**Consignes de l'exercice**
**a.** Relevez, dans la critique du Village de l'Allemand, les quatre prénoms dont la contraction a formé les noms Rachel et Malrich.
**b.** Reprenez la critique du Village de l'Allemand à la suite de sa dernière phrase.

12 mai 2025

Au combat sur tous les fronts

Le village de l'Allemand - Boualem Sansal (2008)
306 pages

Ils sont deux frères nés en Algérie, d'un père allemand, Hans Schiller, et d'une mère algérienne, Aïcha. Afin de leur assurer une meilleure vie, leur père les envoie vivre en France chez un vieil oncle. Rachel – contraction de Rachid et Helmut – arrive en France en 1970 à sept ans et se marie puis connaît la réussite professionnelle, ingénieur dans une multinationale, tandis que Malrich – contraction de Malek et Ulrich – arrivé en 1985, à huit ans, stagne dans une cité de banlieue où commence à sévir un islamisme pernicieux.

Leurs parents, restés dans le village d'Aïn Deb, au fond de l'Algérie, sont assassinés le 24 avril 1994, par un commando islamiste qui laisse peu de survivants. Le drame affecte gravement Rachel, qui, lors d'un voyage de recueillement à Aïn deb, apprend en dépouillant les documents de son père, que ce dernier, Hans Schiller, devenu un homme respecté du village, un vénérable cheikh, fut un soldat SS de l'armée allemande. Il faisait partie des nazis qui se sont dispersés dans le monde, réfugiés dans maints pays, dont le monde arabe. Rachel trouve une photo de journal où il figure à côté de Boumédiène, alors maquisard, qui le promut à l'enseignement du maniement des armes. Il finit par se poser dans le village retiré de Aïn Deb.

À travers le désespoir de Rachel qui écrit un long compte rendu pour son frère qui ignore tout, à travers la vie de ce dernier qui s'insurge contre l'intransigeance des clans islamistes, à travers une Algérie qui connaît sa décennie noire, ce livre bouleverse par la douleur infinie qui l'habite. Alternant les voix des frères – l'exploit de Boualem Sansal fut de les rendre différentes –, à savoir les écrits de Rachel et le récit, entre désespoir et colère, de Malrich, l'auteur exprime vivement, sincèrement, durement parfois, la culpabilité et la détresse que subissent les deux fils pour les crimes de ce papa qui collabora à la fabrication des gaz létaux pour anéantir les lebensunwerten lebens [vies indignes d'être vécues], les untermenschen [sous-humains]

Est-on coupable des crimes insoutenables de ses parents ?

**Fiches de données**
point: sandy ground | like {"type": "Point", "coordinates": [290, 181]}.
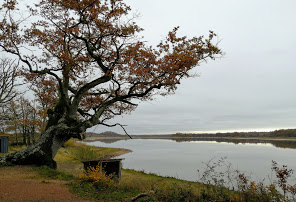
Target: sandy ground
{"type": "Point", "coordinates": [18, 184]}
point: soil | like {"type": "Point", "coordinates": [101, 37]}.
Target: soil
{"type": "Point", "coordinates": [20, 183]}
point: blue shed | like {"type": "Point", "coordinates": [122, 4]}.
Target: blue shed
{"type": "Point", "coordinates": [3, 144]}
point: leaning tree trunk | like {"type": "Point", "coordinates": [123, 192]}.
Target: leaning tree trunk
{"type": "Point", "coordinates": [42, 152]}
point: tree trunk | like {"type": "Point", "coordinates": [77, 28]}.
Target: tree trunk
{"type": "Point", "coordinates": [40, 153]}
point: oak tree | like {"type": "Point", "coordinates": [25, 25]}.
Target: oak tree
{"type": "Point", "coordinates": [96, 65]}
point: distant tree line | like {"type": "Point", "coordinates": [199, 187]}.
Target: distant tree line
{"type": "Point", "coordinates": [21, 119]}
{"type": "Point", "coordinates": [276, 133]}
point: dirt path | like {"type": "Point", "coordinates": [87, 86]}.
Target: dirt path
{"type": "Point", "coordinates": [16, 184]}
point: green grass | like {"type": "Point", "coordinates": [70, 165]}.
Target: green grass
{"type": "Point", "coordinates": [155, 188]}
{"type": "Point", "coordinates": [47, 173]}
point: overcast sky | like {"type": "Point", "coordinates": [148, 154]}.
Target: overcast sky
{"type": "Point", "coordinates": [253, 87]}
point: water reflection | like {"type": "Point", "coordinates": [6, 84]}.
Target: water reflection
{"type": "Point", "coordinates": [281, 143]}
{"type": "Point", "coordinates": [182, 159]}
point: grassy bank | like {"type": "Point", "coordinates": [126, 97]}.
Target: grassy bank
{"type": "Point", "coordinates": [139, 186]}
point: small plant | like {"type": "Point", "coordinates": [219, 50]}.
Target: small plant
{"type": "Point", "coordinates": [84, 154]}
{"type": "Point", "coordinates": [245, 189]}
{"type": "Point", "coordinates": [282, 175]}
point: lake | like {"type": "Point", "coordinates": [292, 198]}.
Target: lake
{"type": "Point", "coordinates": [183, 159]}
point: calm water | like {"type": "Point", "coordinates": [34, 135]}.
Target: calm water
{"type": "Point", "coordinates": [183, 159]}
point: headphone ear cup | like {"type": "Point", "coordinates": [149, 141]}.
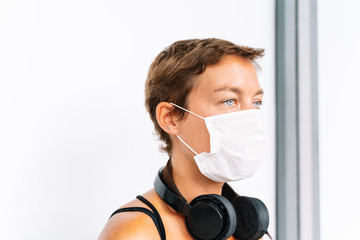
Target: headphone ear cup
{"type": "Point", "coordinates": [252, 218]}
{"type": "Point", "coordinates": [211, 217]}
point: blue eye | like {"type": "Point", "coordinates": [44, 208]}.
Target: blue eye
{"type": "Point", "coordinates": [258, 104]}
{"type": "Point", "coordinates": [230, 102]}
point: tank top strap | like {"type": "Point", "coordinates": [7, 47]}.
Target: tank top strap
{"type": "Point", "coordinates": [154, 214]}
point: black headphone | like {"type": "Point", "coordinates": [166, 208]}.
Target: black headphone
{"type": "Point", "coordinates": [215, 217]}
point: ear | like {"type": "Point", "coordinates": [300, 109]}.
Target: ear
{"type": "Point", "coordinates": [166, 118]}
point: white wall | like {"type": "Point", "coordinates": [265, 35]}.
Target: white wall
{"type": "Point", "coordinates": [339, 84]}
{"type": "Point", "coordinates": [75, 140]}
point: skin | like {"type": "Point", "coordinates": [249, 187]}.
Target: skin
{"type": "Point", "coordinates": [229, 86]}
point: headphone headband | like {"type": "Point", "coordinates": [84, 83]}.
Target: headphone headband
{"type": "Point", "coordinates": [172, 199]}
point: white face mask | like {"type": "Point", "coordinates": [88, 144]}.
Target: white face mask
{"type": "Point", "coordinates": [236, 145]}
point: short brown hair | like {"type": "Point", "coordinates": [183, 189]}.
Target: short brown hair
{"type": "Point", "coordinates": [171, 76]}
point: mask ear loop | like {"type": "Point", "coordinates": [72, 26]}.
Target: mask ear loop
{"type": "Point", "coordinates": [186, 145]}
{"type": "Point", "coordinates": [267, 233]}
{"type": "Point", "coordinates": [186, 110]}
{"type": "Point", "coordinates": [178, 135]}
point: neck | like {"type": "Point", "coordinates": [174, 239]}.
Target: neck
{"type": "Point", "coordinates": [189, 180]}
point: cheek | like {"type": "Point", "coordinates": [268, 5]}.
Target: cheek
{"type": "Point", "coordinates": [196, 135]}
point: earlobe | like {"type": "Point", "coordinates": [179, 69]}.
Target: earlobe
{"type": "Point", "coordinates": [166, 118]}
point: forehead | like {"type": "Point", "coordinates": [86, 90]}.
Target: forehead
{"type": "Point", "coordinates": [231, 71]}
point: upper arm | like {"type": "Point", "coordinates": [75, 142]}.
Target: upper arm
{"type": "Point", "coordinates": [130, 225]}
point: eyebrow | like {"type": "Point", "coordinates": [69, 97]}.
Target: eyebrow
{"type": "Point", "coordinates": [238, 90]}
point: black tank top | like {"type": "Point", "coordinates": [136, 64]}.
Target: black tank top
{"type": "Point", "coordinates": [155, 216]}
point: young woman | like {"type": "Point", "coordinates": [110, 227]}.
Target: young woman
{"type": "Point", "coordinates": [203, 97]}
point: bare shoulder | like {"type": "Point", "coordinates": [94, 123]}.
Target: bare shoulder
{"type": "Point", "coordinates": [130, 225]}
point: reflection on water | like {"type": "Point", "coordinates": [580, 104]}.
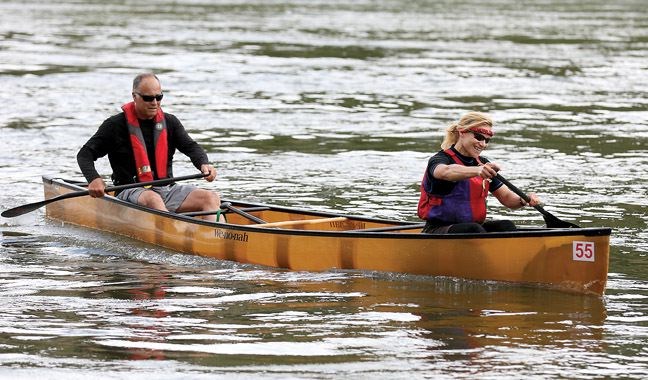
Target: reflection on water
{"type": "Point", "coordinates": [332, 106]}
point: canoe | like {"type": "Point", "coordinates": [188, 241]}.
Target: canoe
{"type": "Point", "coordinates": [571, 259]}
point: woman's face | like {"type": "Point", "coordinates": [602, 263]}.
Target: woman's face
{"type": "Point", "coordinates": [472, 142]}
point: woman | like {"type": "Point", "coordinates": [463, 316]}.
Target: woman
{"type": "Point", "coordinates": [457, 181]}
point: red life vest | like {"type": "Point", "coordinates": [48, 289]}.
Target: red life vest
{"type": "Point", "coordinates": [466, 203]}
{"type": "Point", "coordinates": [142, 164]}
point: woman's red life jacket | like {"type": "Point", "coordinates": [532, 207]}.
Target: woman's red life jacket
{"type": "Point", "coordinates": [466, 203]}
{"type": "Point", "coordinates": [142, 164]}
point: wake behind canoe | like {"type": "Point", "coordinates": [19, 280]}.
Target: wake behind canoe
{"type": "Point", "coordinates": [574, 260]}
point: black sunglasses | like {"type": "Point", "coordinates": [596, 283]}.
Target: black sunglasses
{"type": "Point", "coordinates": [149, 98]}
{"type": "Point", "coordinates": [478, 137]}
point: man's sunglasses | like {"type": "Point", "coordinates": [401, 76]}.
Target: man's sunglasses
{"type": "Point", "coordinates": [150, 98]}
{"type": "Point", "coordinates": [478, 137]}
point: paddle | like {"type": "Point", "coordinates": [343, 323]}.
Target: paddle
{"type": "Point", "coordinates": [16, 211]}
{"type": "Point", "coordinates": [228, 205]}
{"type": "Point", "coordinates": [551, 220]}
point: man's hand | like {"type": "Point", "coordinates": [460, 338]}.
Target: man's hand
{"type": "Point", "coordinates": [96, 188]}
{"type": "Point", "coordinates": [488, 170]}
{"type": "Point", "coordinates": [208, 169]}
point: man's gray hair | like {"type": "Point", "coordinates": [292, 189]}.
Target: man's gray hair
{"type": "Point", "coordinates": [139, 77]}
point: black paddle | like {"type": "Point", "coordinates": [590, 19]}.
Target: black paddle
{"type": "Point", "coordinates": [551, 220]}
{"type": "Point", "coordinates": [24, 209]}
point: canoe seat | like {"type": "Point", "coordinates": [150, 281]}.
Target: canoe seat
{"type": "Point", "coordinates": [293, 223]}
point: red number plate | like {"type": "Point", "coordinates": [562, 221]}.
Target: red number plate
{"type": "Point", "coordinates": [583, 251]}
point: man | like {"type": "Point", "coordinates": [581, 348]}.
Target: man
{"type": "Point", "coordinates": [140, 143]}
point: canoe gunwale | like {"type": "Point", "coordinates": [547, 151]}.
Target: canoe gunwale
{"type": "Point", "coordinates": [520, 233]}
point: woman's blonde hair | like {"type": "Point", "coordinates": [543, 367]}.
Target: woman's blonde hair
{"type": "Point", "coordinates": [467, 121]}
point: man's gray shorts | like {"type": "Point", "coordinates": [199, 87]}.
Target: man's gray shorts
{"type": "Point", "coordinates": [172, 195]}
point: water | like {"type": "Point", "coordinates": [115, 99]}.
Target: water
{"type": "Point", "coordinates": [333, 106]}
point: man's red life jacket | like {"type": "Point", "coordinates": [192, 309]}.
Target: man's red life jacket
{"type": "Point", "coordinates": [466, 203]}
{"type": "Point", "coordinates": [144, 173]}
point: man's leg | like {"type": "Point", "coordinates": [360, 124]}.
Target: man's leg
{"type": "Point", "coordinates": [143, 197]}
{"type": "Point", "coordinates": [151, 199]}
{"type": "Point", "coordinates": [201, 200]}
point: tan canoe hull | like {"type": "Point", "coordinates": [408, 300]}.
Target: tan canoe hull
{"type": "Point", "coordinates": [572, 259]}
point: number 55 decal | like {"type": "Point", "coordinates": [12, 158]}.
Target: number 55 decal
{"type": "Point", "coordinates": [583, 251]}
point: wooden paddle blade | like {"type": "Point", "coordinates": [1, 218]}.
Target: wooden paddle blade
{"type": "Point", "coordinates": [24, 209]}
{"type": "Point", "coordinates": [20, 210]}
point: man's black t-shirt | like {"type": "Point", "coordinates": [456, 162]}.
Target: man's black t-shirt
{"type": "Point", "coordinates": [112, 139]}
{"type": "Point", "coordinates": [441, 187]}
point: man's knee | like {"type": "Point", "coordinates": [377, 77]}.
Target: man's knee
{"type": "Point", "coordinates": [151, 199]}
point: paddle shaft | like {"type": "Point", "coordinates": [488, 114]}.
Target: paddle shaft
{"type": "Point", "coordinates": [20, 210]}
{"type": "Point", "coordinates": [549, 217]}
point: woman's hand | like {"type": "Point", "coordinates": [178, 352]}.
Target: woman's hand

**Réponses aux consignes**
**a.** Rachid et Helmut (pour Rachel) ; Malek et Ulrich (pour Malrich).

**b.**
Il s'agit d'un roman basé sur une histoire authentique. Texte profond et pas trop long, malgré la confrontation à de multiples questions aiguës : la découverte de la Shoah par de jeunes arabes, la sale guerre algérienne des années noires (1902-2002), l'islamisme en expansion comparable au nazisme, la situation des Algériens des banlieues que l'État français livre de plus en plus à eux-mêmes.

Bien sûr, nous connaissons les horreurs de l'extermination dans les camps, d'autres écrivains les ont dites mieux que quiconque. La visite de Rachel à Auschwitz m'a pourtant ébranlé. Cet individu qui parcourt le lieu des crimes de son père est un homme en bout de parcours. Il cite Primo Levi, comme mis à nu : "Vous qui vivez en toute quiétude... Considérez si c'est un homme....Qui meurt pour un oui ou pour un non... Considérez si c'est une femme... Les yeux vides et le sein froid comme une grenouille en hiver... Répétez-les à vos enfants".

"Je ne sais pas pourquoi, mon père ne m'a rien dit", ajoute Malrich au texte de Levi.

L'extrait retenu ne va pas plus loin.